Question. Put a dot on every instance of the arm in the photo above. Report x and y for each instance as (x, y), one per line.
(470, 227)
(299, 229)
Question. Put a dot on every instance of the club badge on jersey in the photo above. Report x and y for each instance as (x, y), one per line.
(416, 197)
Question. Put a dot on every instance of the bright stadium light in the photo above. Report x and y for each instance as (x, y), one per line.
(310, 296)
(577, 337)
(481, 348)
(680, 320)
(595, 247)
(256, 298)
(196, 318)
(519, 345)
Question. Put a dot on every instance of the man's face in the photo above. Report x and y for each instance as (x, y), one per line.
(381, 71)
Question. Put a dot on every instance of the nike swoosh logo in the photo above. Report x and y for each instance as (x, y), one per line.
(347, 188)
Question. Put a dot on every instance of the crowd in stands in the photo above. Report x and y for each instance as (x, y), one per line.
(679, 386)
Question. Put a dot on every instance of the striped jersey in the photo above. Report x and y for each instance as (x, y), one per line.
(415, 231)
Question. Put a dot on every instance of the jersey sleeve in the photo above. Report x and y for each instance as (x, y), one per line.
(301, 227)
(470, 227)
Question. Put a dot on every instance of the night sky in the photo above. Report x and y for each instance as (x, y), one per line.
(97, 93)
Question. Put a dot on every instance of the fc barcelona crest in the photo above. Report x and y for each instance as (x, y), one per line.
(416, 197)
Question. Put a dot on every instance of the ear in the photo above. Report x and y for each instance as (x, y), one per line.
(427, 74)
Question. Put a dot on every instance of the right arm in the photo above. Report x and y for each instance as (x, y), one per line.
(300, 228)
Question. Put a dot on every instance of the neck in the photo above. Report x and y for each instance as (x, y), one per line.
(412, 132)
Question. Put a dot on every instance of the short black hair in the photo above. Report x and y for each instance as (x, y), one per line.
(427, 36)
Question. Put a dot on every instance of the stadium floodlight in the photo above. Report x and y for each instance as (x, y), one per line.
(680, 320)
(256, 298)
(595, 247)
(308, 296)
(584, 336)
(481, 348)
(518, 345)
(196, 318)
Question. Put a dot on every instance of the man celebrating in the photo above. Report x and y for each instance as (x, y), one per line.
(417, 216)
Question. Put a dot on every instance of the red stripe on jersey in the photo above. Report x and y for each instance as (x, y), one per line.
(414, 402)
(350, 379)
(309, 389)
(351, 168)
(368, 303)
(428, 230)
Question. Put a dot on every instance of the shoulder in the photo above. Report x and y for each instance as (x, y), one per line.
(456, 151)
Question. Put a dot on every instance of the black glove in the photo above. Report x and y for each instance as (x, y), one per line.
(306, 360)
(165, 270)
┄┄┄┄┄┄┄┄┄┄
▸ Work required:
Your reply should consist of the records, copied exactly.

▸ Answer box:
Question. Put a dot on every instance of the arm in the photo above. Report x and y for each instance as (x, y), one per line.
(470, 227)
(299, 229)
Question. Put a dot on every instance of the club badge on jersey in the photo above. Report x and y for each instance as (x, y), one per line.
(416, 197)
Question. Put a dot on every instance of the bright stadium light in the photo above. Report x and y for each instance as (x, y), one per line.
(310, 296)
(577, 337)
(481, 348)
(680, 320)
(595, 247)
(256, 298)
(196, 318)
(519, 345)
Question. Put a dot on every instance of the man's face in the photo above. Report x and y for each instance as (x, y), one per line.
(381, 71)
Question. Put a dot on every instance of the nike swoosh logo in the photo above. Report x and y for each instance as (x, y), one per line.
(347, 188)
Question. Put a dot on every instance of the crowd in stands in the photo above. Report x and y for each instance as (x, y), one per line.
(679, 386)
Question. Put a dot on every instance of the striped jersey in the photo above. Report x and y for each instance as (x, y), one per line.
(415, 231)
Question. Put a dot on every instance of the jersey sleeve in the photo above. Report x and y for each instance as (x, y), one per line.
(301, 227)
(470, 227)
Question. Put a dot on every instance of the night sky in the photo above. Report x and y for each instance as (x, y), one per line.
(97, 93)
Question. Put a dot on every instance of the fc barcelona crest in the photo above. Report x and y for each instance as (x, y), one per line.
(416, 197)
Question. Put a dot on every instance of the ear in the photo above. Report x and y for each instance as (x, y), one per line.
(427, 74)
Question. Put a dot on every instance of the right arm in the photo above. Report x and y for each instance as (x, y), one per line.
(300, 228)
Question. Put a dot on every instance of the neck in the photo above. Report x and y for each instance as (x, y), one per line.
(412, 132)
Question. Put a dot on every instance of the short black hair in the photo above. Report x and y for each instance as (x, y), one per line.
(427, 36)
Question. Put a dot on every instance of the stadium floodlight in the photo above. Report x and y for each instance as (x, y), one per line.
(680, 320)
(256, 298)
(595, 247)
(308, 296)
(584, 336)
(481, 348)
(518, 345)
(196, 318)
Question. Put a dot on every instance of the man celebrating in the photo above. Report x and y for each instance as (x, y), one per line.
(417, 216)
Question. Put a dot on every instance of the red stripe on jersey in the photo above. Report x and y for each instance as (x, y), one per line.
(414, 402)
(350, 379)
(309, 389)
(351, 168)
(368, 303)
(428, 230)
Question. Put a dot on every instance of the shoulder in the photo above. Report x and y for each instance as (x, y), one per line.
(456, 151)
Question. Put a dot on every instance of the black glove in the photo above. Report x and y for each instance as (x, y), one per line.
(306, 360)
(165, 270)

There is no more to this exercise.